Rows from a pointing dataset
..............................

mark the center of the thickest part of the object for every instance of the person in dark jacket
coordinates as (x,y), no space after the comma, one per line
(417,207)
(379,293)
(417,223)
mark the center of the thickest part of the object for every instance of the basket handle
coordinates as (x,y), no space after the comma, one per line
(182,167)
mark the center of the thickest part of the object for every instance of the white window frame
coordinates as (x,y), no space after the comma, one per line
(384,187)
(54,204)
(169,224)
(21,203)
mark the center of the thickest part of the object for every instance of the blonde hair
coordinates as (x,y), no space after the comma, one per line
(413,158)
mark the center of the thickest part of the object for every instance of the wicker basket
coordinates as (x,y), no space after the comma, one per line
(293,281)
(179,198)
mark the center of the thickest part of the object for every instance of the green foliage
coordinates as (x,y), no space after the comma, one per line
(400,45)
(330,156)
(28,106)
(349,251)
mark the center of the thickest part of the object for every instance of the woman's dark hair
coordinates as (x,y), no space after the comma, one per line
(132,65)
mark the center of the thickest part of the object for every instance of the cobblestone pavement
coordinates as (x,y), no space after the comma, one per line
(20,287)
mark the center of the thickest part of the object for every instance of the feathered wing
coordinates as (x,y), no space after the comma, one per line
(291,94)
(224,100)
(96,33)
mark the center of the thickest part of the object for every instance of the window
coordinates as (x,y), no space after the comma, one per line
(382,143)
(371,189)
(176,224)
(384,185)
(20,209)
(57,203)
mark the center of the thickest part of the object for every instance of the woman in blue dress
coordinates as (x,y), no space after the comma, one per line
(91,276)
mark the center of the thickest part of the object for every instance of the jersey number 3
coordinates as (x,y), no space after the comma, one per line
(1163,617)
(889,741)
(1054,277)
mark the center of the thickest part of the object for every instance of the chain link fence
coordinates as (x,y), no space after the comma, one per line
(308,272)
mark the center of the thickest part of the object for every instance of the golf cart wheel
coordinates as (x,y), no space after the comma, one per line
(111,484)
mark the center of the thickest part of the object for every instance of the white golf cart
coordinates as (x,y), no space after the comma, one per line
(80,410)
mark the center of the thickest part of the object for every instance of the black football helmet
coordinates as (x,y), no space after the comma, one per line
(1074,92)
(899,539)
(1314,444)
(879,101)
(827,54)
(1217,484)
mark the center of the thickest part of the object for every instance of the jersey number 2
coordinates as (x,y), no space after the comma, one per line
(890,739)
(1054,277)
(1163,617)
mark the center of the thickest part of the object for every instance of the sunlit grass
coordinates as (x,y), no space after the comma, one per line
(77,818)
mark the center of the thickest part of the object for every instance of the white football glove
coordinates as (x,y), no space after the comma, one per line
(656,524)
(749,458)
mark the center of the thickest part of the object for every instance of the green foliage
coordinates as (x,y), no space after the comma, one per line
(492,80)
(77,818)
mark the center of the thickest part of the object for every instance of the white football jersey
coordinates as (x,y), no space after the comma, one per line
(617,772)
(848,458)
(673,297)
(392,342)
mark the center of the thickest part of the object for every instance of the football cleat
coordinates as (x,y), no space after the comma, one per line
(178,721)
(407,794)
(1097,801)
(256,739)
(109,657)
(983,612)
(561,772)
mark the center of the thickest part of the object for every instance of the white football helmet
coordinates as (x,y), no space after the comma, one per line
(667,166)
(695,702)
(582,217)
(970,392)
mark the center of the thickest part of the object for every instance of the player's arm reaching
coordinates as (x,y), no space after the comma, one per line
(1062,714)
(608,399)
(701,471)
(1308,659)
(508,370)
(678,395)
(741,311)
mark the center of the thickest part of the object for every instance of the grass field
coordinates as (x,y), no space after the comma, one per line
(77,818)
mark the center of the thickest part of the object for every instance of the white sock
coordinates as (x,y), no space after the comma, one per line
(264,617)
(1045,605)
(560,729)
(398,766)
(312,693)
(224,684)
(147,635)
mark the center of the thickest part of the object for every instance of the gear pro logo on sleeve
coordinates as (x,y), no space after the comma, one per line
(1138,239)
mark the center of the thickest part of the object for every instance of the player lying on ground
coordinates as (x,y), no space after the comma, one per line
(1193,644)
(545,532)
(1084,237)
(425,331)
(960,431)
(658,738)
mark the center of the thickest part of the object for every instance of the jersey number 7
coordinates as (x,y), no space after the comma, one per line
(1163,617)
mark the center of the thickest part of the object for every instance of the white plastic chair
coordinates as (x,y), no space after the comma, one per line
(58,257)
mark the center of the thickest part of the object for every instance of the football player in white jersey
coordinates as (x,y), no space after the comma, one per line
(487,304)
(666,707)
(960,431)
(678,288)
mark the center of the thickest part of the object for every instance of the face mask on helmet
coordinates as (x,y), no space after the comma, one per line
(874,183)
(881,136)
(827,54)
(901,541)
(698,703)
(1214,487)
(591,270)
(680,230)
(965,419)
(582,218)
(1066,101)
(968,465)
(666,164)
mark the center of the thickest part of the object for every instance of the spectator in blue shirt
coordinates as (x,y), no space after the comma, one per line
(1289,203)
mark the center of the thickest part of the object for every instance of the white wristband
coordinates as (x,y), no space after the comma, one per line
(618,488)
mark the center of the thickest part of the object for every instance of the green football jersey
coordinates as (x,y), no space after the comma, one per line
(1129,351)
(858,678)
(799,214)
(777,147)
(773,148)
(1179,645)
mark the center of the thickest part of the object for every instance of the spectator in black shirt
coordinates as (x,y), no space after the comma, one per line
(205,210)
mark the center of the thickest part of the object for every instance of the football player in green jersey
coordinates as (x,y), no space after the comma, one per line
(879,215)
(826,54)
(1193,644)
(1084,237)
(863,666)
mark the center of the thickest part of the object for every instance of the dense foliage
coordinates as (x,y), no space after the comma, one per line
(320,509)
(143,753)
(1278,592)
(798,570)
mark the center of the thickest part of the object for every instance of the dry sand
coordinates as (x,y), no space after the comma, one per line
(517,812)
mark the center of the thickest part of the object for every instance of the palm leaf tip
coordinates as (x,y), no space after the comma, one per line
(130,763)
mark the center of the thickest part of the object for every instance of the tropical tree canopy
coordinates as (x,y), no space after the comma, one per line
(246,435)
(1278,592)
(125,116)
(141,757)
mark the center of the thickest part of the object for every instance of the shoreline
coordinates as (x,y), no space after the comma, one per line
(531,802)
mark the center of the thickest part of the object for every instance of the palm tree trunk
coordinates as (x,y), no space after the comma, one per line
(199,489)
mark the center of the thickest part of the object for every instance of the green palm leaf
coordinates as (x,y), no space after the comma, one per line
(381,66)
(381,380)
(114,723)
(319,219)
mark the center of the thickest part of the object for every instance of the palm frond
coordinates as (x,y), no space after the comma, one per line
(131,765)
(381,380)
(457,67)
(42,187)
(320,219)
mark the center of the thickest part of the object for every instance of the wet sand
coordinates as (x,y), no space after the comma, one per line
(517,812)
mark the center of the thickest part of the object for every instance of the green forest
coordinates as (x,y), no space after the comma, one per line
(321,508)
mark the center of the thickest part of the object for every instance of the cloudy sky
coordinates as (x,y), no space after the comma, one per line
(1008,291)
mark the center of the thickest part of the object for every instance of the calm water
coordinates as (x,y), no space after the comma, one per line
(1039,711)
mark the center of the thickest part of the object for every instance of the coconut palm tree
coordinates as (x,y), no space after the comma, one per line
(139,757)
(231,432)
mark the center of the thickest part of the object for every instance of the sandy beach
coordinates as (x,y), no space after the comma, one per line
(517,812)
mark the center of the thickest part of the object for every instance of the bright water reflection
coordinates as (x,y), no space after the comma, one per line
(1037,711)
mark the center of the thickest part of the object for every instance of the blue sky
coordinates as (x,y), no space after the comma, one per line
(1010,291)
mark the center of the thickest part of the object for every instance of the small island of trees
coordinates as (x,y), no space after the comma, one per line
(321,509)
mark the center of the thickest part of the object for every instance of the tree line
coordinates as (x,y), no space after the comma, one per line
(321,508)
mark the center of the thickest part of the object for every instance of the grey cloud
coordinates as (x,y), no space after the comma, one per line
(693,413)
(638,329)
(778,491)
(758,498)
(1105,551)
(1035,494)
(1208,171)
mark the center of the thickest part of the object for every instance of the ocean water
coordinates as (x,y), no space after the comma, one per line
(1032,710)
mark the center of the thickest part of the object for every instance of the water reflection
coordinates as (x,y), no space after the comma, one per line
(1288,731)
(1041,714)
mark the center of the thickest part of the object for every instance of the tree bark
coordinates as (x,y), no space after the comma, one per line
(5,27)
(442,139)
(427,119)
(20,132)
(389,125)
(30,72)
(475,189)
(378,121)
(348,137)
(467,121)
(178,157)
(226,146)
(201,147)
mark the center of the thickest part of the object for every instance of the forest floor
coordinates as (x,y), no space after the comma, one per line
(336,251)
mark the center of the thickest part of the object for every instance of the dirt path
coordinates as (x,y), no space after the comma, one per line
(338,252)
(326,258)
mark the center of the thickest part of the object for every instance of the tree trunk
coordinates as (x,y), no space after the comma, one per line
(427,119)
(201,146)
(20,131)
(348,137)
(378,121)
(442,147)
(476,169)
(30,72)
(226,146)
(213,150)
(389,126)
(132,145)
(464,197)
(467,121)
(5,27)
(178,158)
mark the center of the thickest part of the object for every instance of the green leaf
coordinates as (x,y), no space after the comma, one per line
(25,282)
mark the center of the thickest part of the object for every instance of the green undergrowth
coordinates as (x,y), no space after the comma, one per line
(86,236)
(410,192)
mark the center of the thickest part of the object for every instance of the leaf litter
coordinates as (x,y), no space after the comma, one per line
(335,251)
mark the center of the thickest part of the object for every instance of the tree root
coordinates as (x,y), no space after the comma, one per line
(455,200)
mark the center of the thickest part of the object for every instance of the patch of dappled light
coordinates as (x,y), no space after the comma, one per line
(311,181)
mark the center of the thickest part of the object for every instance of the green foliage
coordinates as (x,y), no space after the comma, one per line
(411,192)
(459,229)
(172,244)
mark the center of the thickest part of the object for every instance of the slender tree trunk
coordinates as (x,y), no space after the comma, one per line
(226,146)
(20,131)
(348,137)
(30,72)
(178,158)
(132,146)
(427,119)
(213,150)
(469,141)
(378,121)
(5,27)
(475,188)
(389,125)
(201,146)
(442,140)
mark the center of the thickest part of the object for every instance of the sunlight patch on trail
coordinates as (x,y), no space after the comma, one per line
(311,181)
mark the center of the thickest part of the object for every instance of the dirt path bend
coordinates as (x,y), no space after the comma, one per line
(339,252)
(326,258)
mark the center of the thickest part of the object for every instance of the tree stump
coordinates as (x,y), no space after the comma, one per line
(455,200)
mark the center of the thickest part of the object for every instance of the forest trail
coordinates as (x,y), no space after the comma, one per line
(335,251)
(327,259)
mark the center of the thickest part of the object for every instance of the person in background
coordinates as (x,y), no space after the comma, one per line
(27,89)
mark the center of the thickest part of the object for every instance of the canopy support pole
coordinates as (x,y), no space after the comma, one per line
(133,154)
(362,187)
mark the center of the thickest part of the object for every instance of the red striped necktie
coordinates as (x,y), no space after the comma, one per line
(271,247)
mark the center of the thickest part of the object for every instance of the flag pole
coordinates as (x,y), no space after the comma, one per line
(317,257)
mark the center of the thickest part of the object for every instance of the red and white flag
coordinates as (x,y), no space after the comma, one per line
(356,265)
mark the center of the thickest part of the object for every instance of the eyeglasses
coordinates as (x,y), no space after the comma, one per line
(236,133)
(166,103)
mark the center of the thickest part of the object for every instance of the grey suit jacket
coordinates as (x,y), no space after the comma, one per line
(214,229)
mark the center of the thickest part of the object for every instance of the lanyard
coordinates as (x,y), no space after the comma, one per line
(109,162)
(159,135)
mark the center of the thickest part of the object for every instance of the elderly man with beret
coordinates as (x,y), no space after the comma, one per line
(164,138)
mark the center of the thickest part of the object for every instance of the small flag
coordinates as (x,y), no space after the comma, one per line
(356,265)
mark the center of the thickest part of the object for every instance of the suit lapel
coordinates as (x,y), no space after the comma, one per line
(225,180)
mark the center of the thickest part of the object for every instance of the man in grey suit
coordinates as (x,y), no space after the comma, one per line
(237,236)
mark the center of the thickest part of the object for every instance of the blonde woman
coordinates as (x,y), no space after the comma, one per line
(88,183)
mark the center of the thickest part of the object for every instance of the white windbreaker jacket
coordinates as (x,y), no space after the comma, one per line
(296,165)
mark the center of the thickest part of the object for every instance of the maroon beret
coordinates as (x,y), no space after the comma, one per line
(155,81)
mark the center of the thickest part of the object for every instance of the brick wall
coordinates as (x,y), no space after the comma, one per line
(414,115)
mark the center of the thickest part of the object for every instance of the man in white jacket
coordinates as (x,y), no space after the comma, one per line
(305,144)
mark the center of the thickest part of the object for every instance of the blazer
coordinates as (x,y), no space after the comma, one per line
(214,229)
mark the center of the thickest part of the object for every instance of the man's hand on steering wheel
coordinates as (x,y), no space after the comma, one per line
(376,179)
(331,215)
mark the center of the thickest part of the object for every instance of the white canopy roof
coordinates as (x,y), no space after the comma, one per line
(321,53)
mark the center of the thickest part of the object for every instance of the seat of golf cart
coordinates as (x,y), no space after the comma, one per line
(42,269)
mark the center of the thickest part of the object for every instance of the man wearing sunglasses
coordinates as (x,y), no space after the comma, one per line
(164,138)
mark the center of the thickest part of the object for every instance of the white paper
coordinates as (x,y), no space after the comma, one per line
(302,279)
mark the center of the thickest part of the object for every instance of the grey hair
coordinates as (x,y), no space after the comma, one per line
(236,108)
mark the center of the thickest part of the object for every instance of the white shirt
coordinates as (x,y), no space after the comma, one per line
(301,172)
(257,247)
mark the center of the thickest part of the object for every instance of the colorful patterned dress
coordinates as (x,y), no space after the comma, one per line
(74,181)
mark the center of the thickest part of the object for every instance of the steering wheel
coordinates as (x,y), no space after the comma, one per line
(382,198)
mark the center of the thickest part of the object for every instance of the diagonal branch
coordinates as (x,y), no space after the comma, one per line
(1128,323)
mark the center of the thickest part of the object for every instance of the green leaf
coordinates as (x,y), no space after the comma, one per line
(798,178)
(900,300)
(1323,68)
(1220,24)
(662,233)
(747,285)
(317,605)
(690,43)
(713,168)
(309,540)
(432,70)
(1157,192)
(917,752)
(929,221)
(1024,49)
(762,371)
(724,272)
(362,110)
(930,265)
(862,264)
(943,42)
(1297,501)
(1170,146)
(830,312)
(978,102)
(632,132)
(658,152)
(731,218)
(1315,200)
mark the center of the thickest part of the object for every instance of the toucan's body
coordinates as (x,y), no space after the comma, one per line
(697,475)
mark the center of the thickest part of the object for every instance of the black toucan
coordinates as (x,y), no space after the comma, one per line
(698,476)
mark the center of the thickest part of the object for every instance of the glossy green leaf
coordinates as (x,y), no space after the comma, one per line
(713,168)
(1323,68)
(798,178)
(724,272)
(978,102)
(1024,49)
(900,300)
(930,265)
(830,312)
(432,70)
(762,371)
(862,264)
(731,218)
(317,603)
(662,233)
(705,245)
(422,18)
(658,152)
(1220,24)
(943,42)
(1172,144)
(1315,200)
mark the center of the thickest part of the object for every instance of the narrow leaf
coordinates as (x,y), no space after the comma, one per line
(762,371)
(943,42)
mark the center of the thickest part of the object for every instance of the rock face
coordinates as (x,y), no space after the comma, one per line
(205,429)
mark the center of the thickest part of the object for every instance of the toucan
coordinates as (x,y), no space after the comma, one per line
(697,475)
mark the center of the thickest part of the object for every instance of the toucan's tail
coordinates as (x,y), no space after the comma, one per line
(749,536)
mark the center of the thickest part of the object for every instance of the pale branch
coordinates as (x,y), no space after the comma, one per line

..............................

Exercise task: Repeat exactly the lines from the line containing "the narrow leaf" through the end of the listing above; both boundary lines are part of the output.

Correct answer:
mark the center of the thickest part of the object for every instance of the narrow leaf
coordinates as (x,y), no space after the comma, one per line
(762,371)
(943,42)
mark the center of the thickest part of the object for every instance of the rock face
coordinates as (x,y), no space after the comma, one per line
(205,429)
mark the center of the thickest part of the object for every instance of the toucan
coordinates as (x,y), no space after the comma, one per line
(697,475)
mark the center of the thickest part of the object for every instance of the toucan's tail
coordinates as (x,y), no space after the comma, one per line
(749,536)
mark the center of the thickest part of the object for every instance of the pale branch
coordinates as (x,y), no space after the comma, one per line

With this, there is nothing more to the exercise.